* _WHAT THIS TASK INVOLVES_
Copy each of the rows below character for character, keeping every line in its original order.
====
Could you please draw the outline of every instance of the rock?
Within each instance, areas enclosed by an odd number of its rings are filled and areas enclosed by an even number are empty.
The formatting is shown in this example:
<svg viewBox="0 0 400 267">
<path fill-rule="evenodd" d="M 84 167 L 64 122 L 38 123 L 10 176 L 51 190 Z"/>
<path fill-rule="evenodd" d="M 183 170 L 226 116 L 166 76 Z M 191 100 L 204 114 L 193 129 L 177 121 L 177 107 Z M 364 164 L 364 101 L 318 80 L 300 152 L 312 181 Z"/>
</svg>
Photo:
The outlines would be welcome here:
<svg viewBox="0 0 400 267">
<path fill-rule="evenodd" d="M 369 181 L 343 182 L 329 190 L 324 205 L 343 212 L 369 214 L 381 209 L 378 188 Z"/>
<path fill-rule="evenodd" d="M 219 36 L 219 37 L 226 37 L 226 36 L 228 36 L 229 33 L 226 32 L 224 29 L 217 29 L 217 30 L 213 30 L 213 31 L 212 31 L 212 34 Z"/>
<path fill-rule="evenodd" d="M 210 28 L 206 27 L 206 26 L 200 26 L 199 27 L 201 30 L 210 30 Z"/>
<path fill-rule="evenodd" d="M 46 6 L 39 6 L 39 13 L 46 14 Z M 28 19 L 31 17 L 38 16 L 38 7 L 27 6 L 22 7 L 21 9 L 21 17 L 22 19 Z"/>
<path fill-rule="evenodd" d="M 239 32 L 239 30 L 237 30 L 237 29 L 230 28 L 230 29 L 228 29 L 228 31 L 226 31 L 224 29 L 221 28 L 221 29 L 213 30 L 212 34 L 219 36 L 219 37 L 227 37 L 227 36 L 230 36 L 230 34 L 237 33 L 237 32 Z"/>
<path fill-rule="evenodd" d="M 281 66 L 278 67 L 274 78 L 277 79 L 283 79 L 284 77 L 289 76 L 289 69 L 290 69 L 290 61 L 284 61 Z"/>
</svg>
====
* _SOLUTION TO THIS EXERCISE_
Could you please draw the outline of every instance of the rock?
Within each instance, areas enclosed by an odd number of its rings are filled and areas enclosed by an even number are empty.
The formatting is shown in this example:
<svg viewBox="0 0 400 267">
<path fill-rule="evenodd" d="M 84 167 L 64 122 L 38 123 L 10 176 L 51 190 Z"/>
<path fill-rule="evenodd" d="M 183 170 L 226 116 L 166 76 Z M 191 100 L 204 114 L 193 129 L 177 121 L 177 107 Z M 364 164 L 364 101 L 318 80 L 300 152 L 312 181 Z"/>
</svg>
Photo:
The outlines would be welcome here:
<svg viewBox="0 0 400 267">
<path fill-rule="evenodd" d="M 369 181 L 343 182 L 329 190 L 324 205 L 343 212 L 369 214 L 381 209 L 378 188 Z"/>
<path fill-rule="evenodd" d="M 219 36 L 219 37 L 226 37 L 226 36 L 228 36 L 229 33 L 226 32 L 224 29 L 217 29 L 217 30 L 213 30 L 213 31 L 212 31 L 212 34 Z"/>
<path fill-rule="evenodd" d="M 210 28 L 206 27 L 206 26 L 200 26 L 199 27 L 201 30 L 210 30 Z"/>
<path fill-rule="evenodd" d="M 46 6 L 39 6 L 39 13 L 46 14 Z M 28 19 L 31 17 L 38 16 L 38 7 L 27 6 L 22 7 L 21 9 L 21 17 L 22 19 Z"/>
<path fill-rule="evenodd" d="M 239 32 L 239 30 L 237 30 L 237 29 L 230 28 L 230 29 L 228 29 L 228 31 L 226 31 L 224 29 L 221 28 L 221 29 L 213 30 L 212 34 L 219 36 L 219 37 L 227 37 L 227 36 L 230 36 L 230 34 L 237 33 L 237 32 Z"/>
<path fill-rule="evenodd" d="M 281 66 L 278 67 L 274 78 L 277 79 L 283 79 L 284 77 L 289 76 L 289 69 L 290 69 L 290 61 L 284 61 Z"/>
</svg>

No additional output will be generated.